**Problem A**:
Which nations does the piece on museum acquisitions name as the most prominent source nations seeking their heritage back?

October 27, 2008

The ethics of museum acquisitions

Posted at 2:00 pm in Elgin Marbles, Similar cases

In recent years, peple have started to ask more & more questions about how museums have acquired some of the artefacts in their collections. It is also clear that some of the museums are finding themselves in very uncomfortable situations because of this.

From:
Kansas City Star

Posted on Sat, Oct. 25, 2008
Ethical questions haunt museums’ acquisition of antiquities
By STEVE PAUL
The Kansas City Star

W hen the Nelson-Atkins Museum of Art announced last year that it had acquired a colorful, ancient Egyptian coffin, officials presented a small sheaf of paperwork affirming that all was on the up and up.

This was no back-door, black-market deal involving improperly exported cultural patrimony, the documents were meant to say.

Still, the paper trail went only so far.

There’s no telling what really occurred when the sarcophagus, which once held the remains of a noblewoman named Meretites, left a well-known Egyptian museum collection back in 1972, though Nelson curator Robert Cohon confirmed that heirs of the original private collector had been unloading the family holdings since the 1950s.

And there’s no real sense of the character and intentions of the German and Swiss middlemen with whom the coffin resided over most of the next three decades.

That original transaction preceded by a decade Egypt’s effort to tighten its laws on the excavation and export of antiquities.

Yet the Nelson’s acquisition in 2007 had to wait for a German court to rule against Egypt’s petition for the coffin’s return. That judgment allowed the sale and export of the Meretites package, including two wooden boxes and a few hundred small funerary statues, to the museum in Kansas City, where the pieces will go on public view in early 2010 after a period of repair and study.

All of which is meant to emphasize that for the last 200 years, the great museum collections of the U.S. and Europe were largely amassed to the accompaniment of a great sucking sound of cultural migration.

And in recent decades the source nations for many of those collected objects — Egypt, Turkey, Italy and Greece most prominent among them — have increased the clamor for getting their heritage back.

**Provided information**:
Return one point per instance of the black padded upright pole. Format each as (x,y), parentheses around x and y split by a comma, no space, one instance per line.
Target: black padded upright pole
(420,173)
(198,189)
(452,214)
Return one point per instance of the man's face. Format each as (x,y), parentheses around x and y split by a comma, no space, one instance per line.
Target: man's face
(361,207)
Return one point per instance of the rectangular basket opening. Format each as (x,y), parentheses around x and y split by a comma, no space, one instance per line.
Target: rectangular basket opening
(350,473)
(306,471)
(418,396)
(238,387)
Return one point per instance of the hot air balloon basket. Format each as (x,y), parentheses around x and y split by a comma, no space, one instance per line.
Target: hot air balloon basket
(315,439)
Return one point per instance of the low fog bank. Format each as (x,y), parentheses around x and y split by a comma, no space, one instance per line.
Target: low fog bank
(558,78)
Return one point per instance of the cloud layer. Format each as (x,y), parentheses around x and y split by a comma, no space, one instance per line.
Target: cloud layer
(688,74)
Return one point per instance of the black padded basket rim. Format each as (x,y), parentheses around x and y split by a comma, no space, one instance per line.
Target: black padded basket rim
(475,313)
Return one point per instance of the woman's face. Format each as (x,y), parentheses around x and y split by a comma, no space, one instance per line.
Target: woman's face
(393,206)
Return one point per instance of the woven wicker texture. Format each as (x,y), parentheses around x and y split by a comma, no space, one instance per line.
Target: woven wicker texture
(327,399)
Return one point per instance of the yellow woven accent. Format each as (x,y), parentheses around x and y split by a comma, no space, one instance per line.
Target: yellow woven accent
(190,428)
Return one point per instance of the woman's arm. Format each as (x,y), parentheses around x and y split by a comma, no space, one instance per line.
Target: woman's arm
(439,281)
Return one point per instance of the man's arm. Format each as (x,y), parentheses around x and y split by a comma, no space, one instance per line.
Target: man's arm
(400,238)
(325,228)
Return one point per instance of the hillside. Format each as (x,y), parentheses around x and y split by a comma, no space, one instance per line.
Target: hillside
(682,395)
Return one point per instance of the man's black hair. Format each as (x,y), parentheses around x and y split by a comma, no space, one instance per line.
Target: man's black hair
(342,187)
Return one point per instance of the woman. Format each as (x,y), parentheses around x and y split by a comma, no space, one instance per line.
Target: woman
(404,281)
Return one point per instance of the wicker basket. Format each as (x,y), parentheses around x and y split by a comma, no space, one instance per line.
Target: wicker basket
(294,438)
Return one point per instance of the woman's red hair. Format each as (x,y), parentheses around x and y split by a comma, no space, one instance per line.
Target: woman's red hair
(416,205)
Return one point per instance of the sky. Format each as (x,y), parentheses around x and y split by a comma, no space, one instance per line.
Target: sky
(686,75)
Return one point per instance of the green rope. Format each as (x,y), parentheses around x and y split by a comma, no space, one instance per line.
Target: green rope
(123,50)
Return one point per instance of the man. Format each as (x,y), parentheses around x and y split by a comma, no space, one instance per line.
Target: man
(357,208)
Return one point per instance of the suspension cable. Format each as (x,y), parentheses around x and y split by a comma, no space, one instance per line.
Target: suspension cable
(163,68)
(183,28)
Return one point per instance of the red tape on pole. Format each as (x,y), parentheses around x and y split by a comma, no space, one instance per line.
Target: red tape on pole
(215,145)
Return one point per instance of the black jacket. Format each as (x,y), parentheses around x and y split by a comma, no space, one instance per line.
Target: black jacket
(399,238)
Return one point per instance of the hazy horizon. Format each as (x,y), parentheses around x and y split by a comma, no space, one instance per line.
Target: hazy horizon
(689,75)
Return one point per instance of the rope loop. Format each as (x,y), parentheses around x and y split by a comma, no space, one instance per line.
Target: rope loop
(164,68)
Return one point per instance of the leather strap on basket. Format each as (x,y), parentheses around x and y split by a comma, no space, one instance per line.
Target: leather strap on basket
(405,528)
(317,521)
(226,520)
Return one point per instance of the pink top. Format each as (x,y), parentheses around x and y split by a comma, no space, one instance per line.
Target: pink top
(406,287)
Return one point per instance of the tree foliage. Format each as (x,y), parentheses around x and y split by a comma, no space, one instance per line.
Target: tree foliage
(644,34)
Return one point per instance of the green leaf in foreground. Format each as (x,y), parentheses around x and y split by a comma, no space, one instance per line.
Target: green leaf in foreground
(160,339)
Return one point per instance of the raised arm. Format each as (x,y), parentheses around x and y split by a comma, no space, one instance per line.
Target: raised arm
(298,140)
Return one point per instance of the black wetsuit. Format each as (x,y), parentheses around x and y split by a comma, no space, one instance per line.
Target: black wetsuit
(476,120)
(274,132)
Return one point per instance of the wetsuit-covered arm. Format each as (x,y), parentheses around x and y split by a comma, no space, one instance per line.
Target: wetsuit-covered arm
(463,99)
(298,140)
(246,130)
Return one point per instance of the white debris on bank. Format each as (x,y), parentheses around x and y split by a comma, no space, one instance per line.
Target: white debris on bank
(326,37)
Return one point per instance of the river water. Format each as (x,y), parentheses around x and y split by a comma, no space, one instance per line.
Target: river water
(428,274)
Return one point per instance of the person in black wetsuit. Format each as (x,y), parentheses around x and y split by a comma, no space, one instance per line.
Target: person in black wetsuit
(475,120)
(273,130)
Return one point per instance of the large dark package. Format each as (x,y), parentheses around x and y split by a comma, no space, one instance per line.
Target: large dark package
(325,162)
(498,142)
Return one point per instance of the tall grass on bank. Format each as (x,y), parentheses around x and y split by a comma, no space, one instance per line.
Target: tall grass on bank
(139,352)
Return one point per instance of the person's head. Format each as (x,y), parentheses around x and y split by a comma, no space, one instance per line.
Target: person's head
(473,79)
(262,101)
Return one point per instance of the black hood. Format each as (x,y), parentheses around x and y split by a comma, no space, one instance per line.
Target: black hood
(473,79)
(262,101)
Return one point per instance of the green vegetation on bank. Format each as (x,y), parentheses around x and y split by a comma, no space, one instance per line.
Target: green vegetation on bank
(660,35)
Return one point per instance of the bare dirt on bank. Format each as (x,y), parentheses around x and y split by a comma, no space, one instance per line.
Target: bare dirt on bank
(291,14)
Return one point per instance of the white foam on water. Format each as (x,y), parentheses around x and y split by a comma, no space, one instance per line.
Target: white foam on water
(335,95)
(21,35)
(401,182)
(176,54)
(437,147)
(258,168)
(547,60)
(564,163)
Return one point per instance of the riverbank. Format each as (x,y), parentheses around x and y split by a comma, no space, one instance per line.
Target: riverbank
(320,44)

---

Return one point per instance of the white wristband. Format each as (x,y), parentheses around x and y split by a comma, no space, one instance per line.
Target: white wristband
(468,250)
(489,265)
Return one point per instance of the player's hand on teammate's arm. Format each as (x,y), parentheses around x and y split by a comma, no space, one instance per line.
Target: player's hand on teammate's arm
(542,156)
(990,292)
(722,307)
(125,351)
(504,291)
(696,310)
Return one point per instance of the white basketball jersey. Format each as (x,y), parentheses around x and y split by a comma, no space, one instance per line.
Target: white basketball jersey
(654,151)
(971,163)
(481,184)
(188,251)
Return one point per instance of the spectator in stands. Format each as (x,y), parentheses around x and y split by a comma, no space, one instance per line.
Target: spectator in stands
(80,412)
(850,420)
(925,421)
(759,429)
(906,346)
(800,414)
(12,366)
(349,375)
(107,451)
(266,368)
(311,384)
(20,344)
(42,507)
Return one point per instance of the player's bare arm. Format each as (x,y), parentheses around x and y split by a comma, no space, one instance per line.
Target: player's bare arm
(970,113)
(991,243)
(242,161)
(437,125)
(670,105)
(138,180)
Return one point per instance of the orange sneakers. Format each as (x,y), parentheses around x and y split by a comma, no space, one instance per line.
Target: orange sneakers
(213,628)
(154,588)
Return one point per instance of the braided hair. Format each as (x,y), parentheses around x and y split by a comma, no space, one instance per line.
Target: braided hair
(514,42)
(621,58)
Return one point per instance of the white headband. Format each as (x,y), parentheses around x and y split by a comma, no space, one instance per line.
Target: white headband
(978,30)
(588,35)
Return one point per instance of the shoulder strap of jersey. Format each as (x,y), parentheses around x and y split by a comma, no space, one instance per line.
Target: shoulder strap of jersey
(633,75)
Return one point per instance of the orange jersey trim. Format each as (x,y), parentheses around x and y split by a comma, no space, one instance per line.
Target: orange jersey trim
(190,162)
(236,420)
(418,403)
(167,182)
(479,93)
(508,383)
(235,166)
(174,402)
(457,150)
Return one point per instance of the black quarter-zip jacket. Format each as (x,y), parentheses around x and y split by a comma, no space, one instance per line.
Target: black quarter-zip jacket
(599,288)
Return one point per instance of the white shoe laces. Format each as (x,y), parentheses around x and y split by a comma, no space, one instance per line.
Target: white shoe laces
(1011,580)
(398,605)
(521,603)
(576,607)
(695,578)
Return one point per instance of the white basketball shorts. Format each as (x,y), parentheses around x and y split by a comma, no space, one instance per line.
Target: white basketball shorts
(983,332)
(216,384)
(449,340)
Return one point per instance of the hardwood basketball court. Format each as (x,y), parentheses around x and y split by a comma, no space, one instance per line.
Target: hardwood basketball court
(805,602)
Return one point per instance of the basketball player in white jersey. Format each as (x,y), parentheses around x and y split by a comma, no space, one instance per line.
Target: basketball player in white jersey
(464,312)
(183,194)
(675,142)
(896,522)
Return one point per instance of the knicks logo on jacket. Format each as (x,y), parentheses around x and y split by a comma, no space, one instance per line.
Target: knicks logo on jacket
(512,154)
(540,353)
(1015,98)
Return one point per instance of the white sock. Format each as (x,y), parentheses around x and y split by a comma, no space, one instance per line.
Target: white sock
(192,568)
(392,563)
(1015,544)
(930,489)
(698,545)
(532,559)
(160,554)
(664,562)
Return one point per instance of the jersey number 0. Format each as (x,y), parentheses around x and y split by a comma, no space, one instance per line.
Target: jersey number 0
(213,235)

...

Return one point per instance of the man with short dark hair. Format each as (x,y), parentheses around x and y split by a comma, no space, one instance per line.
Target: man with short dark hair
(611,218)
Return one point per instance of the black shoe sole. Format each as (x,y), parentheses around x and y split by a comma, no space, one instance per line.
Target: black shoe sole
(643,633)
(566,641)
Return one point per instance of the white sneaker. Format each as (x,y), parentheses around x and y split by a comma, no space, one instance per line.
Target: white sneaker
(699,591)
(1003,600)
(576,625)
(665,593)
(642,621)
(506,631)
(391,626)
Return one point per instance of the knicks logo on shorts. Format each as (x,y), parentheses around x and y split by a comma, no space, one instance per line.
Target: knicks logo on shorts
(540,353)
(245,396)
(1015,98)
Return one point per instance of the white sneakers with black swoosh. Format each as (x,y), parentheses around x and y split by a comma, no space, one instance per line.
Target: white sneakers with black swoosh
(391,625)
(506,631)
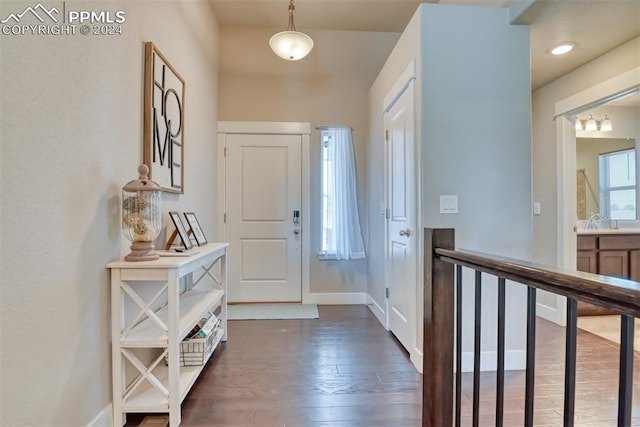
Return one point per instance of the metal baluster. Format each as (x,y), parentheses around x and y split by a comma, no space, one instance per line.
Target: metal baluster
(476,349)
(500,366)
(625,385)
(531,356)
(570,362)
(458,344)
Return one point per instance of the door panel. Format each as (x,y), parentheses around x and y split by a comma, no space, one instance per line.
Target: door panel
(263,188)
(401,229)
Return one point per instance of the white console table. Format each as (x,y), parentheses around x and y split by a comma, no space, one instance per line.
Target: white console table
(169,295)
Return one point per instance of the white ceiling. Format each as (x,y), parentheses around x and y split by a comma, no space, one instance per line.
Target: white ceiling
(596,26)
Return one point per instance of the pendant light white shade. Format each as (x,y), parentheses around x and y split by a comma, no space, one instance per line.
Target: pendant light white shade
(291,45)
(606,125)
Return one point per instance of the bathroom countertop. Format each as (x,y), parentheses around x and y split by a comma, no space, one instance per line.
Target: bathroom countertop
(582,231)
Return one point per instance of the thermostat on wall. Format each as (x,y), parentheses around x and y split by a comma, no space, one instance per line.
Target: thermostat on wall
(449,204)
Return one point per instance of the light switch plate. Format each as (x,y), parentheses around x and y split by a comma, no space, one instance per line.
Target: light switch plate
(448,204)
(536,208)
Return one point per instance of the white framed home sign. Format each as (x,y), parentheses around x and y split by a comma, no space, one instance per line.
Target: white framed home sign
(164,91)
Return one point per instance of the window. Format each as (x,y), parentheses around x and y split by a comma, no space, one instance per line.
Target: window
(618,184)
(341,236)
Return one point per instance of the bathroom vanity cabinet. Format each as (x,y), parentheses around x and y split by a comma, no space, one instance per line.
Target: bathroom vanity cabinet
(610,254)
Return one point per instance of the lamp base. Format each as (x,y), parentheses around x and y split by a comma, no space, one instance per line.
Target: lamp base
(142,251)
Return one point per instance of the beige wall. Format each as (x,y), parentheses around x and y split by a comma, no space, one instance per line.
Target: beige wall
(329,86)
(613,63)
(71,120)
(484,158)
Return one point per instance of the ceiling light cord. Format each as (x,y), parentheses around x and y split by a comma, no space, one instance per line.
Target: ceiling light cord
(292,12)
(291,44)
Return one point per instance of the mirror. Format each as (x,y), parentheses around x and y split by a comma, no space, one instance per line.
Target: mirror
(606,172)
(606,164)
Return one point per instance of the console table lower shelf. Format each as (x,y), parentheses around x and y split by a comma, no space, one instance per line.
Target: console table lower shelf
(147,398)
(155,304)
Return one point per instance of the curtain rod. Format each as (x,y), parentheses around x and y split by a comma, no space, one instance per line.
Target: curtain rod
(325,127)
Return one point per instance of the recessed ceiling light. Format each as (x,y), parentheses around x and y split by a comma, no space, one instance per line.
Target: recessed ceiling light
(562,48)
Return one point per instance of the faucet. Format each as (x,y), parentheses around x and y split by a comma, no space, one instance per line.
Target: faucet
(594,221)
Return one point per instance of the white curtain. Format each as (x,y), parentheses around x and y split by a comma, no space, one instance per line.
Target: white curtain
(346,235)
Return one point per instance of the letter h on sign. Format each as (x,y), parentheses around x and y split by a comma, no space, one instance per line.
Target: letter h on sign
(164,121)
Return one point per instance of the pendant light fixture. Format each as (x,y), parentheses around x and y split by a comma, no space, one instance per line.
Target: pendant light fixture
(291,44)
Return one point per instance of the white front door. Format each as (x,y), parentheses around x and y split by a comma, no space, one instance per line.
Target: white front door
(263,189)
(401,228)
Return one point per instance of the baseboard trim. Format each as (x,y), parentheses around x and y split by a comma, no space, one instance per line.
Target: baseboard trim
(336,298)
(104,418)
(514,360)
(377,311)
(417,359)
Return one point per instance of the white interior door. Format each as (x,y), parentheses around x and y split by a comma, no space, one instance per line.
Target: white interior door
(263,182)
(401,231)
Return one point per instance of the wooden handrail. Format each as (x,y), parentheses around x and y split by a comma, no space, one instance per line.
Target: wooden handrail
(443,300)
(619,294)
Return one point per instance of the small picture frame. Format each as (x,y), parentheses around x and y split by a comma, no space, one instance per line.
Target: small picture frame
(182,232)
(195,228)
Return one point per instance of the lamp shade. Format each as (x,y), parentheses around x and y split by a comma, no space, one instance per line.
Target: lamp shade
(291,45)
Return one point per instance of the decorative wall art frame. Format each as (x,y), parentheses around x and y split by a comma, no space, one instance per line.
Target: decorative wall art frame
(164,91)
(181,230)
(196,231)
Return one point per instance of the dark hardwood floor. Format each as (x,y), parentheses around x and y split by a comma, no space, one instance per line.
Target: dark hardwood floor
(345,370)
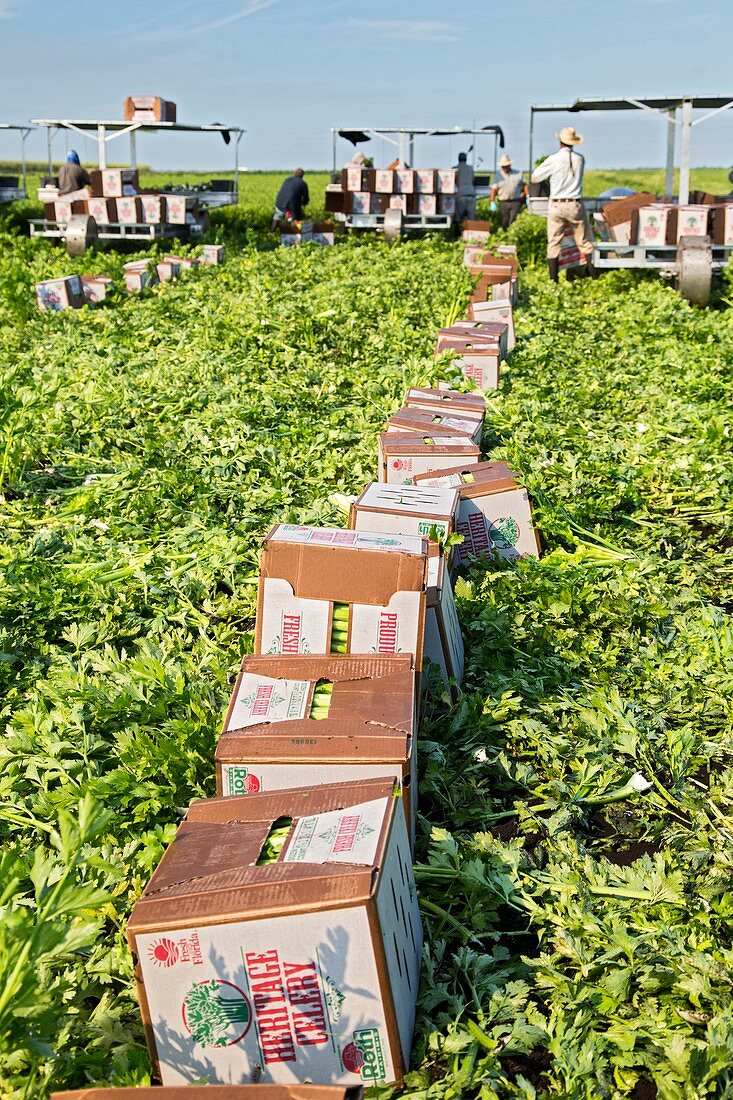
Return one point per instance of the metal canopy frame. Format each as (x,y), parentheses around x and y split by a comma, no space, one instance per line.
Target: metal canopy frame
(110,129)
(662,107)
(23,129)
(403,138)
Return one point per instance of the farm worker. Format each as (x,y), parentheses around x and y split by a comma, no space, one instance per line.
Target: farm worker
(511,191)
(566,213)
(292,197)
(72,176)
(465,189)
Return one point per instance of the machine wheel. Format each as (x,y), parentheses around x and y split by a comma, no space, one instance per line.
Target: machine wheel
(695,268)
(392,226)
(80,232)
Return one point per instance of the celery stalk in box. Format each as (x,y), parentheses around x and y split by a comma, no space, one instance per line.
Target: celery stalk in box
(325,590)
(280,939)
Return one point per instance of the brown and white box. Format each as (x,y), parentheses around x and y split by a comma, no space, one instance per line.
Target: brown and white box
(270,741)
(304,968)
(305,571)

**Problem B**:
Pick out and copy every row above that contains the string "logo", treating uppercase and lowercase as different.

**Exercise solution A**:
Egypt, Turkey, Italy and Greece.

**Exercise solution B**:
Return one point per instance of the knicks logo on jacket. Format each as (x,y), parentheses around x and y split by a comma, no space, one instance per line.
Target: knicks logo on jacket
Return one point per instance of the knicks logo on shorts. Format each as (x,y), parentheses around x and y split by a comma, no space, one instance per line.
Target: knicks logo on shorts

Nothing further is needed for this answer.